*INPUT DATA*
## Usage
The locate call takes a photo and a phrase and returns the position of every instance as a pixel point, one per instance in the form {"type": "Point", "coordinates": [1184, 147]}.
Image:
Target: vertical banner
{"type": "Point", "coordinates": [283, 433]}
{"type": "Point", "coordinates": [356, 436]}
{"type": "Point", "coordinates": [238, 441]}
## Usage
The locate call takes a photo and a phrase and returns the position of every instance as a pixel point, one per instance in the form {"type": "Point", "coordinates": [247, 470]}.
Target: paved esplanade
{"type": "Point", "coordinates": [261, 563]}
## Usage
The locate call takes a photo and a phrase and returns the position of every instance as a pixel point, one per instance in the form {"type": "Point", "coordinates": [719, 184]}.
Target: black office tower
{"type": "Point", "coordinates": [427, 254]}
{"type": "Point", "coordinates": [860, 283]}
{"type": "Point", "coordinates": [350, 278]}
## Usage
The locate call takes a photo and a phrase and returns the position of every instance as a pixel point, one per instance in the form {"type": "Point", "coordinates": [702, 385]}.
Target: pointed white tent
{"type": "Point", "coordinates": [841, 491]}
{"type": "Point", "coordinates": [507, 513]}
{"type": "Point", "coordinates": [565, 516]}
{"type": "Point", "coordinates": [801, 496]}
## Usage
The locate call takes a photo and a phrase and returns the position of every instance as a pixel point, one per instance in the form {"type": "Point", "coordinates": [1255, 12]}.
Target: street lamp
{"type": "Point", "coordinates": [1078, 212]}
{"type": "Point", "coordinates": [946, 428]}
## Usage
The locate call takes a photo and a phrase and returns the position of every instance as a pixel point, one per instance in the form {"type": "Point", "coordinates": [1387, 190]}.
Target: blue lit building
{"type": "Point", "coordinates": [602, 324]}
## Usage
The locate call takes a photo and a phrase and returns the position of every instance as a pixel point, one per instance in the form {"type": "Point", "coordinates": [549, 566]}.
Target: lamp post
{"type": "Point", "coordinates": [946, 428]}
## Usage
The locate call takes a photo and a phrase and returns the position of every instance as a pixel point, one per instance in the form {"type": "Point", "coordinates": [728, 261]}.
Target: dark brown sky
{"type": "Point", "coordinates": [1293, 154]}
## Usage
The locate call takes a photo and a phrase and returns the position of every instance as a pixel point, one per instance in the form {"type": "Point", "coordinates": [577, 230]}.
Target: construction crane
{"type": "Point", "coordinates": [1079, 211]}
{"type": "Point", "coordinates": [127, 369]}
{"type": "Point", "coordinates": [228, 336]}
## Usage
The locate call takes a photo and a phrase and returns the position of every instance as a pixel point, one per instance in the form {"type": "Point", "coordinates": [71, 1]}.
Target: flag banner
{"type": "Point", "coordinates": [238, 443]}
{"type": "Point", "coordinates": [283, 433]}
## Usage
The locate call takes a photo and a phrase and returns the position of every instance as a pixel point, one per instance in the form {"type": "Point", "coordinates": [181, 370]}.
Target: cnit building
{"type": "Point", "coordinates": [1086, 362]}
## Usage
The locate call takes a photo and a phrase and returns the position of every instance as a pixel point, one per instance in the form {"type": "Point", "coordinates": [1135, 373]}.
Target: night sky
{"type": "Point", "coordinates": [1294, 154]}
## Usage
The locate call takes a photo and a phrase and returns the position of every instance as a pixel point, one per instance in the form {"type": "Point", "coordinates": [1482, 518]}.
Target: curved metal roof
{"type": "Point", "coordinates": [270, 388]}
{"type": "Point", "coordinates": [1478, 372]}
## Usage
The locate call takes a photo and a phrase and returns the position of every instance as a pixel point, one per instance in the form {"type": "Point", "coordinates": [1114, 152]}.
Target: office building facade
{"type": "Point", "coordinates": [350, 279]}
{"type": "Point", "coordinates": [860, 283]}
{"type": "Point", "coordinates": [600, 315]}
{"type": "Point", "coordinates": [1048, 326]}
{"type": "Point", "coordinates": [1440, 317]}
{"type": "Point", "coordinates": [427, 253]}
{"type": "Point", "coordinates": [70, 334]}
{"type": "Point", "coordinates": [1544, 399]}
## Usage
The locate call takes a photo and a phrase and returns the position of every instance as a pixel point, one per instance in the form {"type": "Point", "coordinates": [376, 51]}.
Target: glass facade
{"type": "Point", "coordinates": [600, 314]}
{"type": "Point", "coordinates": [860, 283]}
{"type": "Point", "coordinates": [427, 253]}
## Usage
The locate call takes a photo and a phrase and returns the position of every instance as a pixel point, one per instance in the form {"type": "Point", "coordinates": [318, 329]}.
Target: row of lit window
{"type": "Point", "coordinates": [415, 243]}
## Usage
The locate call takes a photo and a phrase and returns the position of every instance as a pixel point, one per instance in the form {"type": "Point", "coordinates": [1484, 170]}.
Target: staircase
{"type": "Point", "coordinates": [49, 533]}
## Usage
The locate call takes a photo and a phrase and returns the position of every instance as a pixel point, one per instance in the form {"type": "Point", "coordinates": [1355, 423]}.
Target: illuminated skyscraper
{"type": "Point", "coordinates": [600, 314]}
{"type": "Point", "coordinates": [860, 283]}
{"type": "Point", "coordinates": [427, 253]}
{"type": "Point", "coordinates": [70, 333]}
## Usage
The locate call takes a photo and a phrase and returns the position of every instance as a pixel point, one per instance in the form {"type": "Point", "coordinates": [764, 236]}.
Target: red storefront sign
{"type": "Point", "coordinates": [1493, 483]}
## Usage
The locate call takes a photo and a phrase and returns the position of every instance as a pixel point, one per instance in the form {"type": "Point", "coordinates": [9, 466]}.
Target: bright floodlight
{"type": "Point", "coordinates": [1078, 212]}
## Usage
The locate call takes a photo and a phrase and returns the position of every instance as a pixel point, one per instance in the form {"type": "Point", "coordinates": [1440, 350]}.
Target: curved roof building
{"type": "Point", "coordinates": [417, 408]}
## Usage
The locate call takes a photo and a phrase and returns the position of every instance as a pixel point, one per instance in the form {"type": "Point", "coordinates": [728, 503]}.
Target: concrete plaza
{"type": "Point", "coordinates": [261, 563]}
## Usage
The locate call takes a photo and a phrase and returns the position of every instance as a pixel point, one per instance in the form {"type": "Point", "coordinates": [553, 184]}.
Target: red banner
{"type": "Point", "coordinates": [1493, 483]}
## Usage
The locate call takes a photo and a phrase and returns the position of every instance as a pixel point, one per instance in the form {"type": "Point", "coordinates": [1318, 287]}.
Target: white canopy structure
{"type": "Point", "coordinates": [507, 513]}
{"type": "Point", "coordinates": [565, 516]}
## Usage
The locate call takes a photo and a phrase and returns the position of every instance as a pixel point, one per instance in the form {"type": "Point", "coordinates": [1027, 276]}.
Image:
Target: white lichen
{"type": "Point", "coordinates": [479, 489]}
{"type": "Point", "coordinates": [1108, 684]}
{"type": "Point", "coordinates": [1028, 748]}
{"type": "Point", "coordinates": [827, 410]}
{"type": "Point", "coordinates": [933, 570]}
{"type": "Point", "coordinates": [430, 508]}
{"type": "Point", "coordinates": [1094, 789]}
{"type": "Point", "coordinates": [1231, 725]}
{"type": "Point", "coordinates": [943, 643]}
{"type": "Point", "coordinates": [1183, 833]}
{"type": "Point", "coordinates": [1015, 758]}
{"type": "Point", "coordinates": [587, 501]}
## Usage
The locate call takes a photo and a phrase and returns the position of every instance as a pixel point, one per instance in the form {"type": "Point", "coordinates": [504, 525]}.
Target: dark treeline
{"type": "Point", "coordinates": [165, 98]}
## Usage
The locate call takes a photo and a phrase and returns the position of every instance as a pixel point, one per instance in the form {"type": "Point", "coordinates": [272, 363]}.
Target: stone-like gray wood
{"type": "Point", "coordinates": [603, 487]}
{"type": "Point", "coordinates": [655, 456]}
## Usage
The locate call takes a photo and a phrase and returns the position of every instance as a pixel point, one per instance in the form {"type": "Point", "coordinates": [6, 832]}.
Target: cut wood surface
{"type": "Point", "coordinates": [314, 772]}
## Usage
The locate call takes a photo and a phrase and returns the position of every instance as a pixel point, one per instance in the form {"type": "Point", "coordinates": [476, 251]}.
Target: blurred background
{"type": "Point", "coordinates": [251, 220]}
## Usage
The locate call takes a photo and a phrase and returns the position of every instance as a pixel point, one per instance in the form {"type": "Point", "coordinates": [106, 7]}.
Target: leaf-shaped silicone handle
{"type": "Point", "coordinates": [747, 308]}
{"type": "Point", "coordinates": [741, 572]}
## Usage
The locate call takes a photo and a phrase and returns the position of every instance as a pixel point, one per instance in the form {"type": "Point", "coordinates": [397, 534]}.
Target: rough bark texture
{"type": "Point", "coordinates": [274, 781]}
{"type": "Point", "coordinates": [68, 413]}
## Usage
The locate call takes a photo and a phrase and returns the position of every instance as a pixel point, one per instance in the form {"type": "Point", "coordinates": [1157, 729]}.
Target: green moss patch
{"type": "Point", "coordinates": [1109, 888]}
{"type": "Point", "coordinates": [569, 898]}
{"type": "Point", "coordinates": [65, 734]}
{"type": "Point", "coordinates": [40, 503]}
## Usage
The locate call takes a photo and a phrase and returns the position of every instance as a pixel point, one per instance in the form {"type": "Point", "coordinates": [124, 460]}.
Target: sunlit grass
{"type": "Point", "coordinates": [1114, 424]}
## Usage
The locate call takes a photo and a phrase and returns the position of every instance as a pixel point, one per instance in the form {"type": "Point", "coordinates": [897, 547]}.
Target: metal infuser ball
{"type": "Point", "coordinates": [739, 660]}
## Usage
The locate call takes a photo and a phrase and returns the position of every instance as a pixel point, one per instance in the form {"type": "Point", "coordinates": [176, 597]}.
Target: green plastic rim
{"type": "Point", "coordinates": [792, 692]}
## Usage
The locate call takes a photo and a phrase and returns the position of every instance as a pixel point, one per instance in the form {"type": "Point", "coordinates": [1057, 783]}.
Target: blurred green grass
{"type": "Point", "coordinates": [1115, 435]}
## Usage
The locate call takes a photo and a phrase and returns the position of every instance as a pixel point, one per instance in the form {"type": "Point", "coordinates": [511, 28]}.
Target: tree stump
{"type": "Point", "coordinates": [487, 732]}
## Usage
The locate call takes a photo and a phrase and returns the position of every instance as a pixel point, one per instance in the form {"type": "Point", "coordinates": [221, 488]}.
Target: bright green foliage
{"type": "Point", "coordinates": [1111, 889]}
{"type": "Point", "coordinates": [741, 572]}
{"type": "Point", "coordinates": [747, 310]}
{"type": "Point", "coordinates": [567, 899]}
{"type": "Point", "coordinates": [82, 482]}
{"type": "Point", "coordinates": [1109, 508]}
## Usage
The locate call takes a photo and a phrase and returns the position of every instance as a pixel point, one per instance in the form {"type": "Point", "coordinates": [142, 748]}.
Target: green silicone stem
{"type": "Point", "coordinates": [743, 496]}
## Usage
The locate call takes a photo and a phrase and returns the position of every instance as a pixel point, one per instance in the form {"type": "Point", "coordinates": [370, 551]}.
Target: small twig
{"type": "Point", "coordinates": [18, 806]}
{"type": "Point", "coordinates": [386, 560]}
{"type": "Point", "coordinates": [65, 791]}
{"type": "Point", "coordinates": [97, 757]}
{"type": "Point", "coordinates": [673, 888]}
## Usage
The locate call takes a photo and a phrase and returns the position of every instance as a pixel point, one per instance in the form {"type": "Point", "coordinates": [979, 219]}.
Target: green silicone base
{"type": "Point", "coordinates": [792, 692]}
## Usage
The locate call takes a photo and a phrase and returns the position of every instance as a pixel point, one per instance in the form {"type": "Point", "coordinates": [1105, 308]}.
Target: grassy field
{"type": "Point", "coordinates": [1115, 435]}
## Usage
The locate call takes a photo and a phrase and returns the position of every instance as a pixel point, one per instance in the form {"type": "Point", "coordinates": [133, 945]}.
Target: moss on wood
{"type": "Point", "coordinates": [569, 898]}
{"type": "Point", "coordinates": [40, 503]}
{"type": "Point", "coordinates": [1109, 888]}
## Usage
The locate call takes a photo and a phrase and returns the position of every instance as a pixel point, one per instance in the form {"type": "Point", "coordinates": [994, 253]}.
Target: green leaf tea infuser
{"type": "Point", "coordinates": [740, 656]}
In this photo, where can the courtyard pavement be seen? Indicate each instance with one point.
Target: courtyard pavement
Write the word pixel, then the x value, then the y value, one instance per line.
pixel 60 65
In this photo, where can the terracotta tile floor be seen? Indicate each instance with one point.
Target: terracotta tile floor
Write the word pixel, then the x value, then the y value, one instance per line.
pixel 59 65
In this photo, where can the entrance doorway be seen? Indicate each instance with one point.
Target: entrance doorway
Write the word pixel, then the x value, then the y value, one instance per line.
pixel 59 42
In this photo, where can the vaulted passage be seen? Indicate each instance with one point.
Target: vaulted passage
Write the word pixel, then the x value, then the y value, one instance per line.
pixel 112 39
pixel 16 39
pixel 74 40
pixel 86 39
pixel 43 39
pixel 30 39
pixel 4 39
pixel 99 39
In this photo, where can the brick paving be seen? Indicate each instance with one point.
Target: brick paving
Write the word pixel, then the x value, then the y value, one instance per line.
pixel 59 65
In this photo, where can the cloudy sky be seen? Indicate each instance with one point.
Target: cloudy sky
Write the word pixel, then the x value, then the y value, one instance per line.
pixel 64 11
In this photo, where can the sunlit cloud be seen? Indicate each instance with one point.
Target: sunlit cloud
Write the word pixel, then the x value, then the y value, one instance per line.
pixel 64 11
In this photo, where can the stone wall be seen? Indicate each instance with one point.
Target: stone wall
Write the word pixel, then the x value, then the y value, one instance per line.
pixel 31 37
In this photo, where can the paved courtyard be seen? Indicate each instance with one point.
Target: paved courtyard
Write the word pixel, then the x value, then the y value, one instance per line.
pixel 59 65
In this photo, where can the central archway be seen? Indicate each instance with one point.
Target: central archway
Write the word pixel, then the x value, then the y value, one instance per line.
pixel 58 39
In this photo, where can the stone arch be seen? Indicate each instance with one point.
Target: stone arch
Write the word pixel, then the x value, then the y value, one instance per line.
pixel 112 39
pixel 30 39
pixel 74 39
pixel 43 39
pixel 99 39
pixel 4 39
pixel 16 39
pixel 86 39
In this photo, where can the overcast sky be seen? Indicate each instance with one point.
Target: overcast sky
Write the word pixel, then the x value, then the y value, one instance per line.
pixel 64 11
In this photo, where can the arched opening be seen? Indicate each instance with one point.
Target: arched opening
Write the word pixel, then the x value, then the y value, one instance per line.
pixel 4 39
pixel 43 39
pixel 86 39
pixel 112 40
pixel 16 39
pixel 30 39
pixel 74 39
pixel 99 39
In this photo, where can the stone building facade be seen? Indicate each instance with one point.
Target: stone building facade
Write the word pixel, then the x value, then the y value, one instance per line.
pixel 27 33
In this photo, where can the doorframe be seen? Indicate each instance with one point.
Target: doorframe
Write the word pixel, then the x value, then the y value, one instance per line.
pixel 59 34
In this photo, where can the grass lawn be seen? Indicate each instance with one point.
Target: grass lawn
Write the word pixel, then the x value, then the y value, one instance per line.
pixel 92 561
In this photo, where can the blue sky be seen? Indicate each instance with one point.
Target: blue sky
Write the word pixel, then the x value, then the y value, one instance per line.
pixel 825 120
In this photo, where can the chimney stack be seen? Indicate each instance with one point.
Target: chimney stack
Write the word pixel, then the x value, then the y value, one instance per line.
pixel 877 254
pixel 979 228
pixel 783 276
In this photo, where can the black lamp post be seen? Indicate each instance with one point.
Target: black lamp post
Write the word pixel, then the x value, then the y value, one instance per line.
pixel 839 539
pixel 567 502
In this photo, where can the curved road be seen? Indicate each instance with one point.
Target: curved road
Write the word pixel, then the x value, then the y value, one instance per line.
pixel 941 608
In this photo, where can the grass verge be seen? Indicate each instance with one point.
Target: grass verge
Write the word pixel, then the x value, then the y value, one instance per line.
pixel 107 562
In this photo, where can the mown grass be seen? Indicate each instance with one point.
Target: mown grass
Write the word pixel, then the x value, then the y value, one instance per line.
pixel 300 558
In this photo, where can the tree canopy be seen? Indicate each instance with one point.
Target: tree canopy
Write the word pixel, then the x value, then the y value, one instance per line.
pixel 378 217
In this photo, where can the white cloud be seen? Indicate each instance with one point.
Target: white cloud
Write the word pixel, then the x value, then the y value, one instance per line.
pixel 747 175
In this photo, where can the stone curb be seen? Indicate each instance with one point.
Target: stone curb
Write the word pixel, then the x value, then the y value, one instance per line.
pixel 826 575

*PROMPT*
Proceeding from the line containing "Target: entrance doorway" through the line containing "Target: vaulted passage", transcribe the lines above exactly, both end lines included.

*YOUR RESPONSE*
Target: entrance doorway
Write the word pixel, then the x value, then the y value, one instance per line.
pixel 59 42
In this photo, where can the vaulted passage be seen? Indicate each instance with one point.
Target: vaulted passage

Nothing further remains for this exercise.